Please show each row below that contains the word "upper", copying every such row in full.
━━ DATA ENTRIES ━━
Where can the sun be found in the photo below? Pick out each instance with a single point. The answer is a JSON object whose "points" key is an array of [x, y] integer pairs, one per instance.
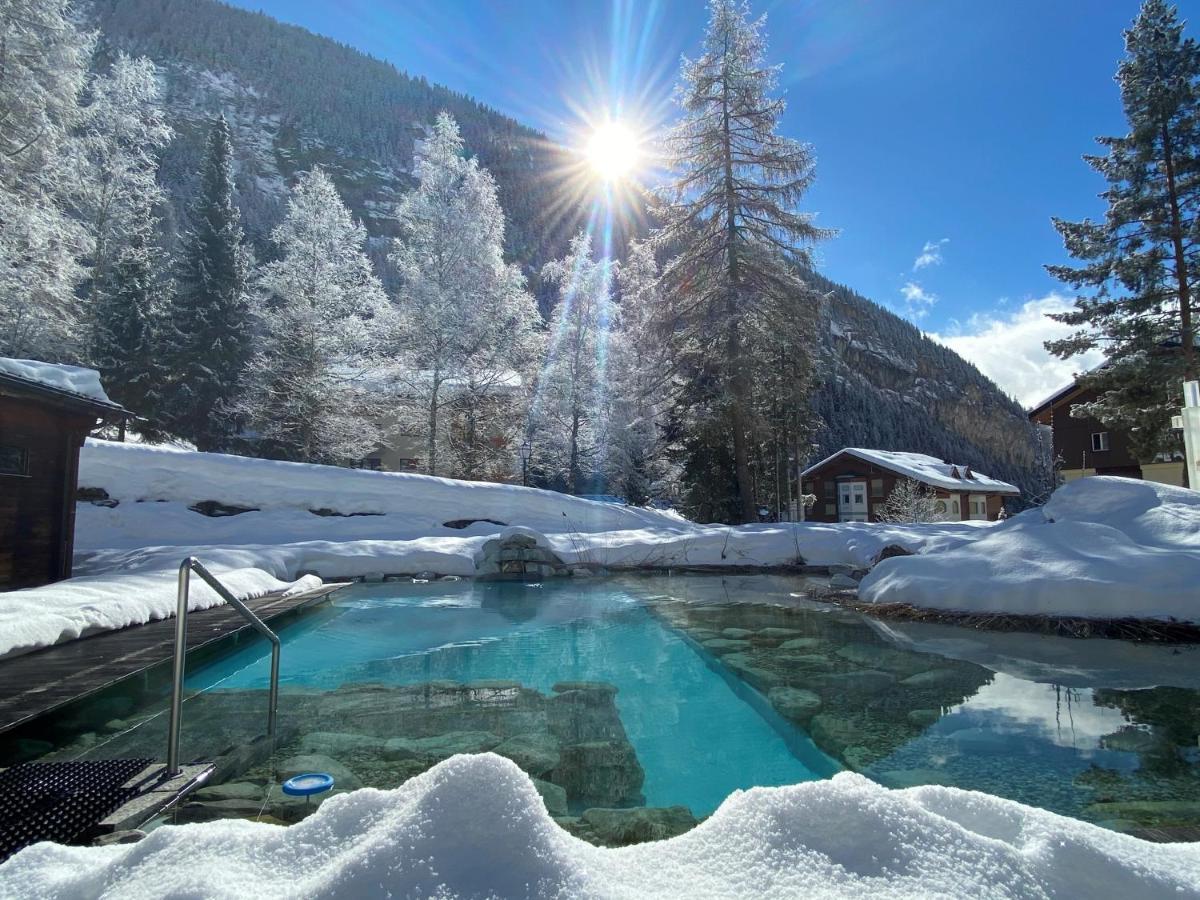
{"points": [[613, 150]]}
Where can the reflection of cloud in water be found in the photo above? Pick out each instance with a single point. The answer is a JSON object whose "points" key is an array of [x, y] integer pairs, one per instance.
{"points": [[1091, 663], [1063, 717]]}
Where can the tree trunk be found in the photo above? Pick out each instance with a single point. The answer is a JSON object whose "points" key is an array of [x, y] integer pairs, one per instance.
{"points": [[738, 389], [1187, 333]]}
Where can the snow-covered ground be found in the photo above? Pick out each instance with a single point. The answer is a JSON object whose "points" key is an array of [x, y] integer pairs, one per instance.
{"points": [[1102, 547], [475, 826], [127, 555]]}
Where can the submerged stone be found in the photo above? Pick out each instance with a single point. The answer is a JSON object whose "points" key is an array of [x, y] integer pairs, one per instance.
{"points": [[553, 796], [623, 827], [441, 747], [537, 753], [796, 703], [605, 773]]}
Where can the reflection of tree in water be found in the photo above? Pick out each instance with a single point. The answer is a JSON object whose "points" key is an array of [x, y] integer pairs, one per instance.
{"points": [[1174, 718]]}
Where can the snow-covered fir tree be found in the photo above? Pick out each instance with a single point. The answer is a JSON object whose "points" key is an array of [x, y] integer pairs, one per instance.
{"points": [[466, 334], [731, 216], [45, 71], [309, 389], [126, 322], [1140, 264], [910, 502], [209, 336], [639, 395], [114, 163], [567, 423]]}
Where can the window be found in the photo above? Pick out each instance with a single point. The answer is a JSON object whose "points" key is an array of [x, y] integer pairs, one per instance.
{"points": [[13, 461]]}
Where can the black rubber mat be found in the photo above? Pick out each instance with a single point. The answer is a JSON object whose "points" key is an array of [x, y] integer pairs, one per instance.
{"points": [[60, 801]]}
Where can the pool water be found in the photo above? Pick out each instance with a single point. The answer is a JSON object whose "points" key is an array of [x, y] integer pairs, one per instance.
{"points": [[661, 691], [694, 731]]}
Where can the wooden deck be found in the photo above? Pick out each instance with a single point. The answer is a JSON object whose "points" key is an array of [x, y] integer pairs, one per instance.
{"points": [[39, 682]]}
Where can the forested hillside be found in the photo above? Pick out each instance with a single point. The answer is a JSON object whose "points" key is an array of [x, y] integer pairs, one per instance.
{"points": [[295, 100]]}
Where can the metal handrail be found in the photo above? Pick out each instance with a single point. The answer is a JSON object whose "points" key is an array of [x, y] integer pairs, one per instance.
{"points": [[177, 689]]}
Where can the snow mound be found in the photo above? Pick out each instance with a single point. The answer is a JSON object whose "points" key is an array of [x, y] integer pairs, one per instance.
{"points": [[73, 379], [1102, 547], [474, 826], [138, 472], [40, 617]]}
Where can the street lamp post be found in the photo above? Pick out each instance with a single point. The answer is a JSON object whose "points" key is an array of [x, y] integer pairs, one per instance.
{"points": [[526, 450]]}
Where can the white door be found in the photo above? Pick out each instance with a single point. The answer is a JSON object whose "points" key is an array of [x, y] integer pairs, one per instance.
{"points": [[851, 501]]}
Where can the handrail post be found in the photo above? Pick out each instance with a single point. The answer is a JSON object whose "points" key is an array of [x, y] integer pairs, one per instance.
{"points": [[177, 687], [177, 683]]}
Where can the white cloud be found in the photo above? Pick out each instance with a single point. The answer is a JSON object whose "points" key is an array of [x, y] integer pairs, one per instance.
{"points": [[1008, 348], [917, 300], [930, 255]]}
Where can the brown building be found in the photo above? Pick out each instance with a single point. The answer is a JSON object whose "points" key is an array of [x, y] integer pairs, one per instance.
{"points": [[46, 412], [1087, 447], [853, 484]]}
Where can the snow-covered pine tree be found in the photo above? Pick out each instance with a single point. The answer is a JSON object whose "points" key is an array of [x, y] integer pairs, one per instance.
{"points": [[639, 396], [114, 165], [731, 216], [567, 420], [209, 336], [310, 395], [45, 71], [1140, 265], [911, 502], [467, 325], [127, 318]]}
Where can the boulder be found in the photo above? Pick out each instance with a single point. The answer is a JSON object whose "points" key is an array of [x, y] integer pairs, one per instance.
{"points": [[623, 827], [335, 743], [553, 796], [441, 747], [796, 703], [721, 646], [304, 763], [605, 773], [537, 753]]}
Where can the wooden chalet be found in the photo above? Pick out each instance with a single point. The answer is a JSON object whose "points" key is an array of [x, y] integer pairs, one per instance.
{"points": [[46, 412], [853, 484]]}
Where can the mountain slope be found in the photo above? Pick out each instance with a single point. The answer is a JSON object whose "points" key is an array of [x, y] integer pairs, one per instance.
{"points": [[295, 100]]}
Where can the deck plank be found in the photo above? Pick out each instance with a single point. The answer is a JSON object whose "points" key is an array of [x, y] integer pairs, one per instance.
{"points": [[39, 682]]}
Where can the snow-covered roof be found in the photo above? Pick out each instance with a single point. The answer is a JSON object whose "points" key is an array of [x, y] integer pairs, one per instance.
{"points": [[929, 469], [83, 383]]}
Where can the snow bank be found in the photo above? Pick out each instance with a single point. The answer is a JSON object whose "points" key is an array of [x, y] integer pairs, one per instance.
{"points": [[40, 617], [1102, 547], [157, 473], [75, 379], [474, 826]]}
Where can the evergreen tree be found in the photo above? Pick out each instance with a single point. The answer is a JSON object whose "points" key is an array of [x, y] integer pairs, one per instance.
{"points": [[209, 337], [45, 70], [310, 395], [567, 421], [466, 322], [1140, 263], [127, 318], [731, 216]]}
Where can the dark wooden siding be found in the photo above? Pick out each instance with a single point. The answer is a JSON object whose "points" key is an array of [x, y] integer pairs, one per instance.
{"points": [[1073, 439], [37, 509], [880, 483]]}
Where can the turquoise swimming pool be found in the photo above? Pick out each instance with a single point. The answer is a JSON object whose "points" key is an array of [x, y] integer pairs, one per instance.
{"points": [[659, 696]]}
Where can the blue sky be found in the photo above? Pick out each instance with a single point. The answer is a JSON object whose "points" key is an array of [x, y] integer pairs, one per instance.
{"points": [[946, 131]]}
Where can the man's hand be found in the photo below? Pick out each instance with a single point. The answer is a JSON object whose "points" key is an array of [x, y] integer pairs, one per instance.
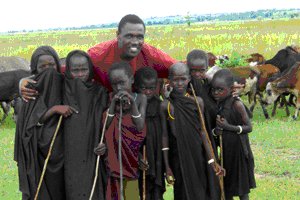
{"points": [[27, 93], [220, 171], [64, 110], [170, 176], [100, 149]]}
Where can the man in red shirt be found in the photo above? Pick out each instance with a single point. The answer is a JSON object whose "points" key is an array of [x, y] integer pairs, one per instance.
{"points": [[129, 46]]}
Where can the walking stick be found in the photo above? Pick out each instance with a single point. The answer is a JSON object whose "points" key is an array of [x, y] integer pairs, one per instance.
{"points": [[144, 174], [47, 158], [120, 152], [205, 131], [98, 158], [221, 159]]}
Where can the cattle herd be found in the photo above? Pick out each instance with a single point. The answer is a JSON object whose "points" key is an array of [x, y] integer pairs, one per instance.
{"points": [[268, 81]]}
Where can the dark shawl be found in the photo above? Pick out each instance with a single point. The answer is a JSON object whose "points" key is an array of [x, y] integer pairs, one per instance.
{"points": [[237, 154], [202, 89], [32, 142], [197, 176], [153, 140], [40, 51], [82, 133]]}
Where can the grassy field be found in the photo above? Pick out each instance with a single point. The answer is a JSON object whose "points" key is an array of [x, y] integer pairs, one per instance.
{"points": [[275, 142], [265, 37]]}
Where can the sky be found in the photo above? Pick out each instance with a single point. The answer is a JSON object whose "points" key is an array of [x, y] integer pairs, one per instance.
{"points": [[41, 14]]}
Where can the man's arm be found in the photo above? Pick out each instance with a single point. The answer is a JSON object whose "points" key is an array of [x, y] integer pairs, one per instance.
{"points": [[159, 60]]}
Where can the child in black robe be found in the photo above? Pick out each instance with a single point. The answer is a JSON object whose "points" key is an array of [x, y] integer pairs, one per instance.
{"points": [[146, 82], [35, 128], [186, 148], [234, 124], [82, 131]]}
━━━
━━ DATA ENTRIES ━━
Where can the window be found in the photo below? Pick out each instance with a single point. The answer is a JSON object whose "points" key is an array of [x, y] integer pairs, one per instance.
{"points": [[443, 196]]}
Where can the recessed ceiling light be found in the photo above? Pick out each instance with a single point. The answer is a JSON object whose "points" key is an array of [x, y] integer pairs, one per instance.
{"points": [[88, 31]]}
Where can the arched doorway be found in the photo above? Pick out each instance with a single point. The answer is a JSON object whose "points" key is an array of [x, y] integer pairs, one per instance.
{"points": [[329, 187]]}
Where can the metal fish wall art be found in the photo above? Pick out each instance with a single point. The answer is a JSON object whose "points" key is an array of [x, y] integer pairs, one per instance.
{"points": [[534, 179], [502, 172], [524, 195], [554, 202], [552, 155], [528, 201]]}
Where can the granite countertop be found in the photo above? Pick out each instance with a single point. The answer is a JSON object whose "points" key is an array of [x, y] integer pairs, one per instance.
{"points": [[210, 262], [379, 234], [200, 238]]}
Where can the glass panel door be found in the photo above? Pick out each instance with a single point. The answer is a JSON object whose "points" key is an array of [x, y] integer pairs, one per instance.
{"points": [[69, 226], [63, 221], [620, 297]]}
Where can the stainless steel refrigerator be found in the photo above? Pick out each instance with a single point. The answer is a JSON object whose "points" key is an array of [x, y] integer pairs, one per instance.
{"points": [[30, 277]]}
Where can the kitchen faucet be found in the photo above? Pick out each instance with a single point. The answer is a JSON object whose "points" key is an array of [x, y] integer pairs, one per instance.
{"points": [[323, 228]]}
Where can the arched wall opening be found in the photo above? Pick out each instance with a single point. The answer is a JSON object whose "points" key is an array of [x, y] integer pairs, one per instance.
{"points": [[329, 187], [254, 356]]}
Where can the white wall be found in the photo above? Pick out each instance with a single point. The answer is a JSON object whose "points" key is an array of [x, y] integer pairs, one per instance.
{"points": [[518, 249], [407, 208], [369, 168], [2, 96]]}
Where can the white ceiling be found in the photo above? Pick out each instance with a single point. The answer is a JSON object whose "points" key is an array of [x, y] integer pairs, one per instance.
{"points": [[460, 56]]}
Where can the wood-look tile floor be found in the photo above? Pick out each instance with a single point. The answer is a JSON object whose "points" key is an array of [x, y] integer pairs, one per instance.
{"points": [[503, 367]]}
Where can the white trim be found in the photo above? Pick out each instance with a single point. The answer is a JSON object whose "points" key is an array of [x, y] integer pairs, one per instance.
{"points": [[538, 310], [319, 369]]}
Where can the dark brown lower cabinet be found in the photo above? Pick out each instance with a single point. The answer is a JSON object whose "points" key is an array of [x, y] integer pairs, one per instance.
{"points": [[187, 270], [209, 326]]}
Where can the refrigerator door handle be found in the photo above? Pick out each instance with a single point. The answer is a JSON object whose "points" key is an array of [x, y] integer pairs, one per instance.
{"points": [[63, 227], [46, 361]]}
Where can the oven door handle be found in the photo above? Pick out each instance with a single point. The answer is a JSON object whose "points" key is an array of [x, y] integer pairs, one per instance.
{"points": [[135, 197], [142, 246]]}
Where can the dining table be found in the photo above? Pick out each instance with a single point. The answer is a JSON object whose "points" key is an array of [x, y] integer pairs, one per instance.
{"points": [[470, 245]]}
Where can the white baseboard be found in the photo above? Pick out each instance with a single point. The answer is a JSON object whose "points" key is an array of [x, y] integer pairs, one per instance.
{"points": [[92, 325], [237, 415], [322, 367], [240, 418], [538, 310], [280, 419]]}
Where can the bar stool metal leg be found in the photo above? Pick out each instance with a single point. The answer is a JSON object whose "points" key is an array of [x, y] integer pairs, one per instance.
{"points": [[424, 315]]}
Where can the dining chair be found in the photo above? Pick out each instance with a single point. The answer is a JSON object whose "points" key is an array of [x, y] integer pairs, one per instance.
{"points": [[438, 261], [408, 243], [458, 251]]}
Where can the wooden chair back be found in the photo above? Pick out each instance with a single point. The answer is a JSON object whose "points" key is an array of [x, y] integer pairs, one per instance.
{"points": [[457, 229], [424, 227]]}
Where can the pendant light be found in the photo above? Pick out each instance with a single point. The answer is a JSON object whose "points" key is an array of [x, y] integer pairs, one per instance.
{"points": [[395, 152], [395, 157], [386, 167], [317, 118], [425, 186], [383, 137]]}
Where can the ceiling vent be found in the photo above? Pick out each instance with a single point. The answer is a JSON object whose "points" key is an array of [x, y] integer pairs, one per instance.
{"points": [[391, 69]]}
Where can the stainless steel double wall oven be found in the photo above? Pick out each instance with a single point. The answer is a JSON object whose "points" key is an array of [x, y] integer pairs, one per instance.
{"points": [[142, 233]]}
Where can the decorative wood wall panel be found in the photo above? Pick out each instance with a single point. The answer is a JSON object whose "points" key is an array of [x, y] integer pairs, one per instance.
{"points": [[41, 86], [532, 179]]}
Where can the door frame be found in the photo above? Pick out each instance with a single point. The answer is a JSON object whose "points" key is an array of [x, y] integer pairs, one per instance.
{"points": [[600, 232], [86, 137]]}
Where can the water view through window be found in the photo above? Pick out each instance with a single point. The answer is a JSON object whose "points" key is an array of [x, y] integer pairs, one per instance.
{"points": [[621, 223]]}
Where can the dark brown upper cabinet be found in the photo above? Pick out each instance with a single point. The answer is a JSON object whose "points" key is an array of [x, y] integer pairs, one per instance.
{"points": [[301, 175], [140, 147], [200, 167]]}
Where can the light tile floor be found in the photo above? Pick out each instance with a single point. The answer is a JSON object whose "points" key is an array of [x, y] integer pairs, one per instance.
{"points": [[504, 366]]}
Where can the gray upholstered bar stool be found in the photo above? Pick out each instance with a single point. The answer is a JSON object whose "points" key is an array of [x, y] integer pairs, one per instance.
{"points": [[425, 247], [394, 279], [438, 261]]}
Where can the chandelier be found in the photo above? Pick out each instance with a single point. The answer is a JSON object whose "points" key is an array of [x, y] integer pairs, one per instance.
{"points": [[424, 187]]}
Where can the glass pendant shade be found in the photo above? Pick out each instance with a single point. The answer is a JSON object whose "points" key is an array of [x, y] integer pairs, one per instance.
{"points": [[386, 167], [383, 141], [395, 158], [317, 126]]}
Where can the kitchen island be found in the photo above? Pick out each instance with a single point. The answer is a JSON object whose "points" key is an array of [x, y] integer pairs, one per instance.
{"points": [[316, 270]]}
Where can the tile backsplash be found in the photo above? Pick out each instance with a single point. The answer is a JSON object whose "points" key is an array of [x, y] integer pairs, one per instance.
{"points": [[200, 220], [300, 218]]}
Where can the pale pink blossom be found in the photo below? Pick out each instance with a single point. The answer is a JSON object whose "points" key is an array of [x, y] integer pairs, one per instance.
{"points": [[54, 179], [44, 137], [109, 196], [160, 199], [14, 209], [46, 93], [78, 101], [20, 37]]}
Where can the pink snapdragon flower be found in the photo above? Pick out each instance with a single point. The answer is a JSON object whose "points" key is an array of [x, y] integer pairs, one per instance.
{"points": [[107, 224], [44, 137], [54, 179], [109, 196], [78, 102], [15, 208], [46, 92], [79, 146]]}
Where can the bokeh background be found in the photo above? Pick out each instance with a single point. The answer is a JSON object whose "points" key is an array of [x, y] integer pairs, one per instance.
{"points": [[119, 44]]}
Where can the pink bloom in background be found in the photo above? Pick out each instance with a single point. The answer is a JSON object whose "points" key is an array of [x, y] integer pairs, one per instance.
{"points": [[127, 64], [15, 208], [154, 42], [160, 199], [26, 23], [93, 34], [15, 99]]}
━━━
TASK RESULT:
Where can the dark brown upper cabinet be found in the photo above? Pick out each instance with a single point. The answer is a JSON object whose "points" key is an array of [x, y] integer pairs, one per instance.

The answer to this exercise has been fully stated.